* **Exercise**
Of the entries that follow, how many lines hold the string "long"? Write the number and nothing more.

*** Information shown Section Begins ***

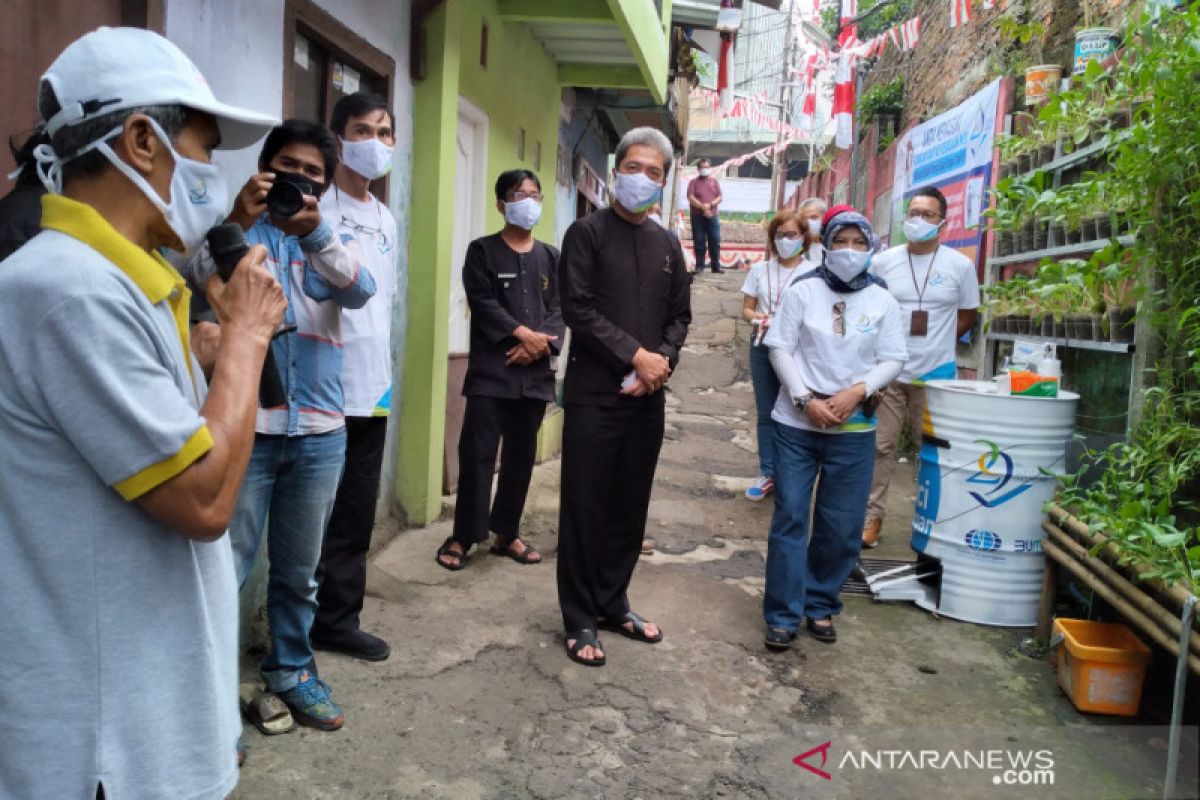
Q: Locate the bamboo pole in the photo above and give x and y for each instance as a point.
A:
(1144, 602)
(1110, 596)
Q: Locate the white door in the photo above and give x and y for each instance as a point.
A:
(471, 187)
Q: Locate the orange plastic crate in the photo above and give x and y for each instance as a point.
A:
(1101, 666)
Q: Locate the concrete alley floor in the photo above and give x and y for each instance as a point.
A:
(479, 699)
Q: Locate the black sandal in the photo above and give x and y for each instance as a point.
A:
(445, 551)
(637, 633)
(585, 638)
(525, 557)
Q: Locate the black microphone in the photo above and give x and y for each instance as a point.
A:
(227, 245)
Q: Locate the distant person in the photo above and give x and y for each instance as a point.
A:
(835, 343)
(21, 209)
(625, 298)
(762, 290)
(939, 293)
(705, 199)
(516, 332)
(120, 464)
(811, 211)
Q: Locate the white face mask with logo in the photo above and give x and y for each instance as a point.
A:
(789, 247)
(918, 229)
(199, 196)
(635, 192)
(369, 157)
(523, 214)
(847, 264)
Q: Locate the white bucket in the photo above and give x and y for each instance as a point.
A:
(979, 494)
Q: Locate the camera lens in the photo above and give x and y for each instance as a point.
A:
(285, 199)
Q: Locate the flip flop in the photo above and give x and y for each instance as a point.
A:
(637, 633)
(525, 557)
(265, 710)
(583, 638)
(445, 551)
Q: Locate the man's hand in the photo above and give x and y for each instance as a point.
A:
(820, 414)
(252, 302)
(844, 403)
(251, 200)
(652, 368)
(537, 344)
(205, 340)
(303, 222)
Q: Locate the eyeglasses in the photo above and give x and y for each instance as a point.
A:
(839, 318)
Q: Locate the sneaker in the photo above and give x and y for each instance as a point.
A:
(355, 643)
(760, 488)
(311, 703)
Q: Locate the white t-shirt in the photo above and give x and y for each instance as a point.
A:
(366, 331)
(828, 362)
(953, 286)
(768, 280)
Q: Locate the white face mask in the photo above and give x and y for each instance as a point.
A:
(789, 247)
(369, 157)
(635, 192)
(847, 264)
(523, 214)
(917, 229)
(199, 197)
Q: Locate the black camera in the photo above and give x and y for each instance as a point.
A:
(285, 199)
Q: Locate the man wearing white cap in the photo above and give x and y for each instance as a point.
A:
(120, 468)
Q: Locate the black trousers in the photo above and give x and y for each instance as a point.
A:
(486, 421)
(342, 572)
(609, 459)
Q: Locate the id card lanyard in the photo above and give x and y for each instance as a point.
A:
(918, 324)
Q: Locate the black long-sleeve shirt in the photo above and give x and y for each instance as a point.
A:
(507, 289)
(624, 286)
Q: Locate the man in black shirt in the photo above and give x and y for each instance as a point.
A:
(511, 282)
(625, 298)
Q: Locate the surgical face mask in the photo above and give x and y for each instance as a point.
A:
(918, 229)
(789, 247)
(635, 192)
(199, 197)
(369, 157)
(847, 264)
(523, 214)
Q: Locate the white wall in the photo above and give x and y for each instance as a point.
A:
(238, 44)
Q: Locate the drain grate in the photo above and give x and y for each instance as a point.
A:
(856, 584)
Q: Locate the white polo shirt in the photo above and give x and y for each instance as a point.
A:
(952, 284)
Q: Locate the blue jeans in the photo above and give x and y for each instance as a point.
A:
(766, 390)
(804, 576)
(295, 480)
(706, 233)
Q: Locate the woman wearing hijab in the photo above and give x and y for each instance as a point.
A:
(837, 340)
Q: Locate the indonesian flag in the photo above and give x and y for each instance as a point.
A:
(960, 12)
(725, 78)
(844, 100)
(910, 34)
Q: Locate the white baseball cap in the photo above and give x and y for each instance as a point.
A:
(125, 67)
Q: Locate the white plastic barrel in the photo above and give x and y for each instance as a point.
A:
(987, 464)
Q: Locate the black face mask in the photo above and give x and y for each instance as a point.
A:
(285, 199)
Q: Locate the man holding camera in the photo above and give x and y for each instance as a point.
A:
(120, 468)
(300, 441)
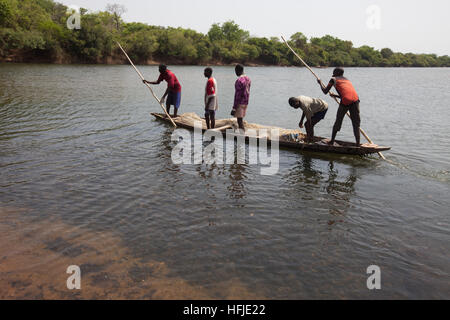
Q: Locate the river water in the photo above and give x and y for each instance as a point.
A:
(87, 179)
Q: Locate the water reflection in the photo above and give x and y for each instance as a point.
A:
(329, 185)
(237, 175)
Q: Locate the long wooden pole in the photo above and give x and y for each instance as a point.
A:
(148, 86)
(330, 93)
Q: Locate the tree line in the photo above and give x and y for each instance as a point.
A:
(37, 29)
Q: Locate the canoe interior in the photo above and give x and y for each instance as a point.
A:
(343, 147)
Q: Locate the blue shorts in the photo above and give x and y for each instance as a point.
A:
(319, 115)
(174, 99)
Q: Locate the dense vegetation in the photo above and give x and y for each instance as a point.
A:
(36, 30)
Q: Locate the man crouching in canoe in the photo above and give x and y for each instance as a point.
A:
(173, 91)
(313, 109)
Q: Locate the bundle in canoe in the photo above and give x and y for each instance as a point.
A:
(288, 138)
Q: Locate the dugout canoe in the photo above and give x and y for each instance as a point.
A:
(341, 147)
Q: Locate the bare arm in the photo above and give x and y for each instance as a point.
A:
(326, 89)
(301, 121)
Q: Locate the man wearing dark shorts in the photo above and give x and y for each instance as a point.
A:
(211, 104)
(349, 103)
(173, 91)
(314, 110)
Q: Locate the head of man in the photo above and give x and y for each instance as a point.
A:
(162, 68)
(239, 70)
(208, 72)
(294, 102)
(338, 72)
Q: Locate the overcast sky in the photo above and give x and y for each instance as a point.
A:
(402, 25)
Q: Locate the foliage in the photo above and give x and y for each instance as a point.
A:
(39, 27)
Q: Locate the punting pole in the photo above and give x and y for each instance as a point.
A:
(148, 86)
(335, 99)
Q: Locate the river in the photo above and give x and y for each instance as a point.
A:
(87, 179)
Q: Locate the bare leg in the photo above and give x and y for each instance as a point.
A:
(241, 123)
(338, 124)
(213, 121)
(207, 120)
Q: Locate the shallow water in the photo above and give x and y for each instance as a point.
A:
(87, 179)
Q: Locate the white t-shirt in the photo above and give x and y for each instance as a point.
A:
(311, 106)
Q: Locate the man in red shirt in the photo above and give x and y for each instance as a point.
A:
(349, 103)
(173, 91)
(211, 104)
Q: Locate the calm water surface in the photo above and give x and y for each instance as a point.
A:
(87, 179)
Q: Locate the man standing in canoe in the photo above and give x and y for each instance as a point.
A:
(241, 96)
(211, 104)
(173, 91)
(349, 103)
(313, 109)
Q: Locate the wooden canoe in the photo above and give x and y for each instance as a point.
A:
(341, 147)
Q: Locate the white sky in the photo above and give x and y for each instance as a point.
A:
(405, 25)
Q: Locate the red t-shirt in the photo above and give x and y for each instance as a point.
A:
(211, 87)
(172, 82)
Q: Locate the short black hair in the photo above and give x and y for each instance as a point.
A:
(162, 68)
(293, 102)
(338, 72)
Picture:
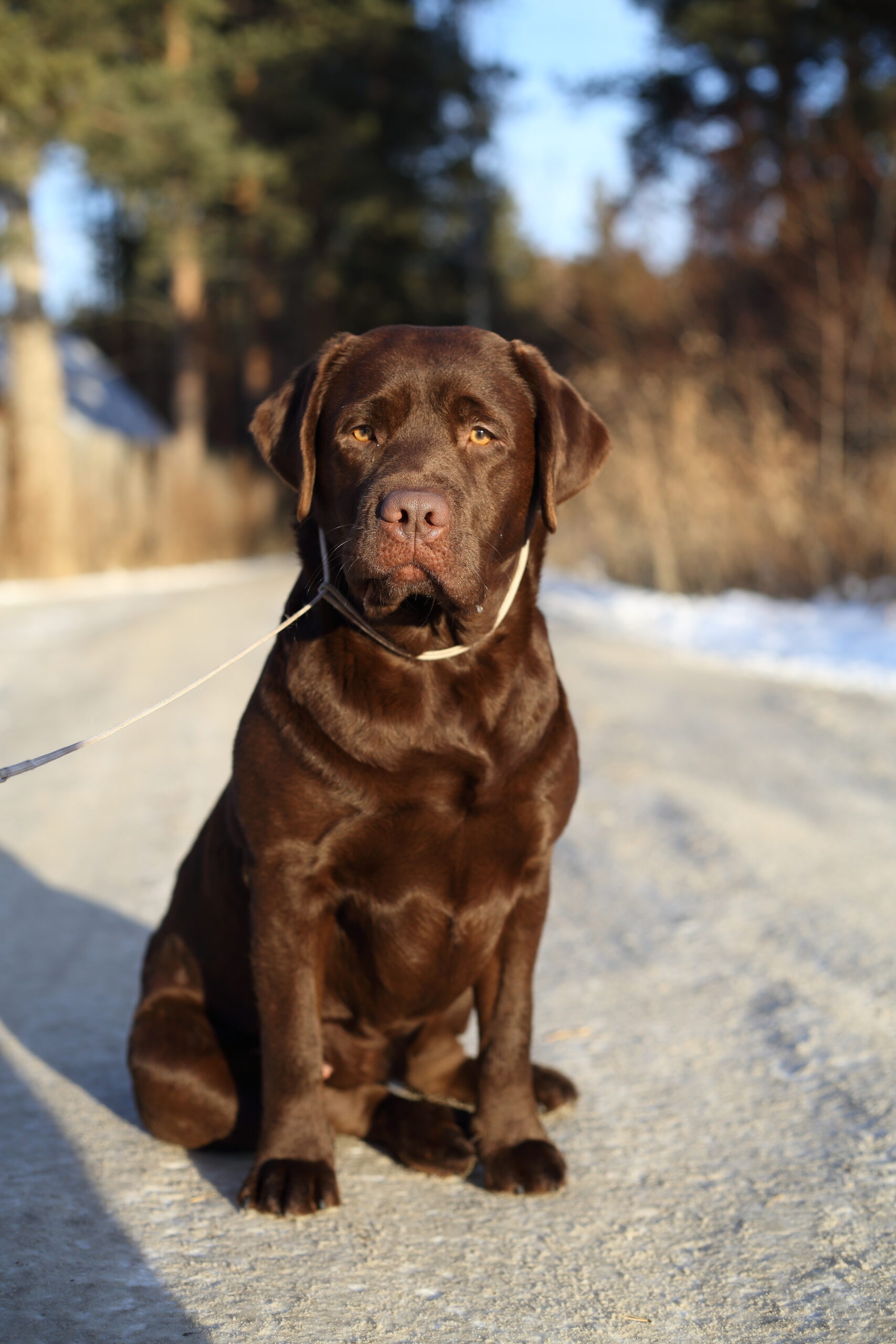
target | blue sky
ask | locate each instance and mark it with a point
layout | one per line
(550, 150)
(553, 150)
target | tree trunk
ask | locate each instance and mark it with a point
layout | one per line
(39, 500)
(187, 295)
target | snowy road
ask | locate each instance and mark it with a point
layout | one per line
(718, 975)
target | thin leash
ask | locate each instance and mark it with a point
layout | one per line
(325, 593)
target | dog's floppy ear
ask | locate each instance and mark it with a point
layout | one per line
(285, 425)
(571, 441)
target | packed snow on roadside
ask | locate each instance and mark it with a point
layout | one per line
(846, 643)
(839, 643)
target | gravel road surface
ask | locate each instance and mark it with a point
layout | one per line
(718, 975)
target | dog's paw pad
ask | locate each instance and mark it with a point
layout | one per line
(534, 1167)
(292, 1187)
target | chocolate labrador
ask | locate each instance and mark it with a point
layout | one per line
(379, 860)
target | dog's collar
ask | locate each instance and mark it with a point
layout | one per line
(340, 604)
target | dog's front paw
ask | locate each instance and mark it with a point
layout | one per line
(289, 1186)
(534, 1167)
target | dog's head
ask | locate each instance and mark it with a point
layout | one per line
(426, 455)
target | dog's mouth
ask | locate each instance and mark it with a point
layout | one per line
(382, 594)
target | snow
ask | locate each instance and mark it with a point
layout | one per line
(844, 644)
(836, 643)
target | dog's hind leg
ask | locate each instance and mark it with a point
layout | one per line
(183, 1083)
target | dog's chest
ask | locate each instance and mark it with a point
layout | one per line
(422, 894)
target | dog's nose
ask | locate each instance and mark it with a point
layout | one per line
(425, 514)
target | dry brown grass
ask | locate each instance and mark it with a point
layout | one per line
(135, 508)
(708, 488)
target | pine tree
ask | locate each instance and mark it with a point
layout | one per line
(49, 61)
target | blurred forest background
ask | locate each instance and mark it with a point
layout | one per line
(288, 169)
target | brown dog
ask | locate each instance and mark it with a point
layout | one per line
(381, 858)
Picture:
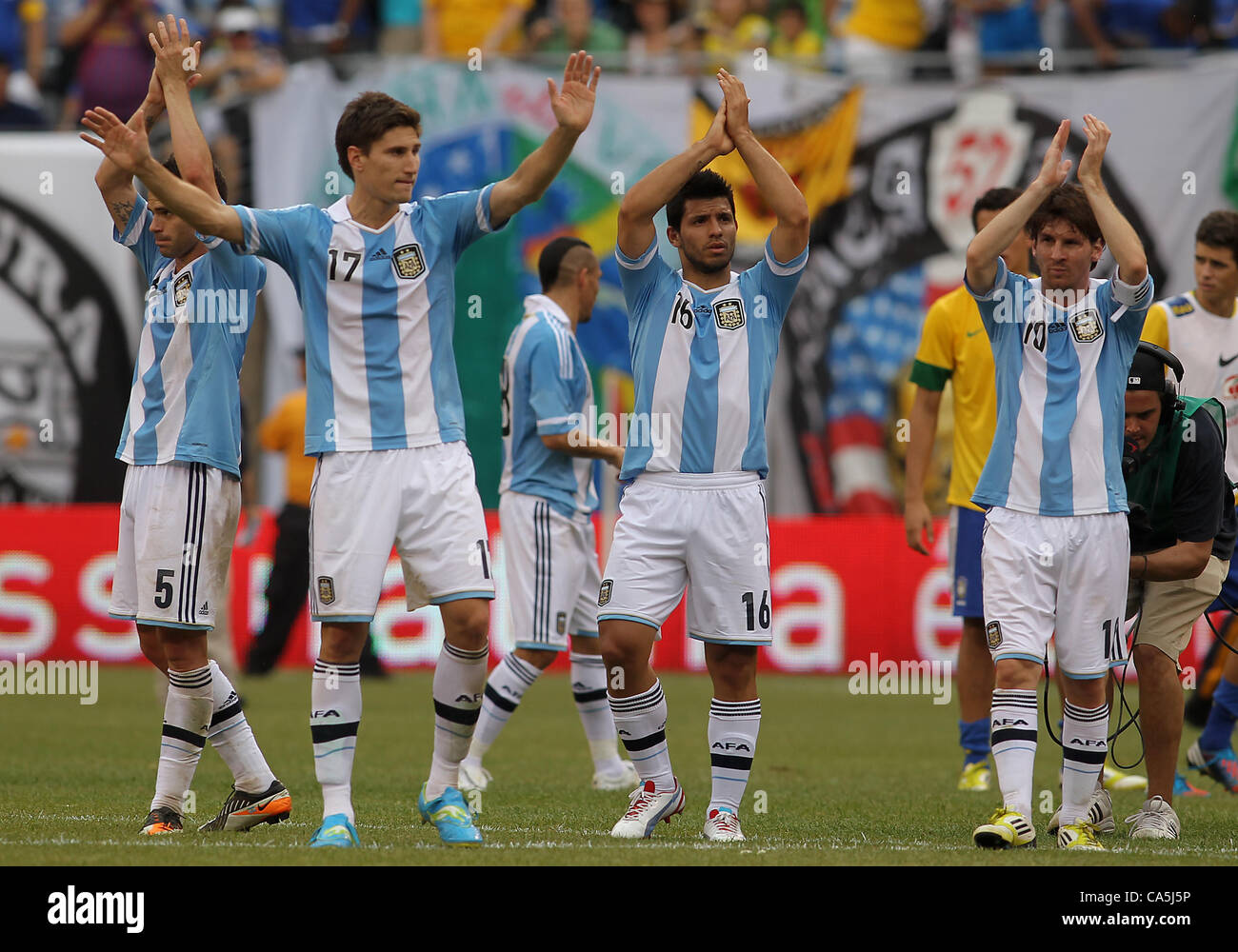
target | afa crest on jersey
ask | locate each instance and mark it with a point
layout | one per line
(729, 314)
(1180, 306)
(1086, 326)
(181, 288)
(409, 262)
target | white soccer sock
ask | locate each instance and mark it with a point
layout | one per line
(334, 718)
(186, 718)
(459, 681)
(589, 692)
(504, 689)
(1014, 724)
(233, 738)
(733, 728)
(1085, 745)
(642, 724)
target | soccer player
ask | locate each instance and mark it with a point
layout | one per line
(704, 343)
(545, 510)
(182, 444)
(1056, 545)
(953, 347)
(1181, 538)
(375, 279)
(1201, 328)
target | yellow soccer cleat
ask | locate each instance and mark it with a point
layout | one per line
(1078, 836)
(976, 776)
(1007, 829)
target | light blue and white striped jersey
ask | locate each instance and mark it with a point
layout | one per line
(185, 403)
(702, 363)
(546, 388)
(379, 308)
(1061, 383)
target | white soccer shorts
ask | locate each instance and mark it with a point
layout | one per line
(552, 572)
(424, 502)
(1064, 573)
(177, 527)
(706, 531)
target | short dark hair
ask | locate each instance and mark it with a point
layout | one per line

*** Information shown Section Ends ***

* **Response area**
2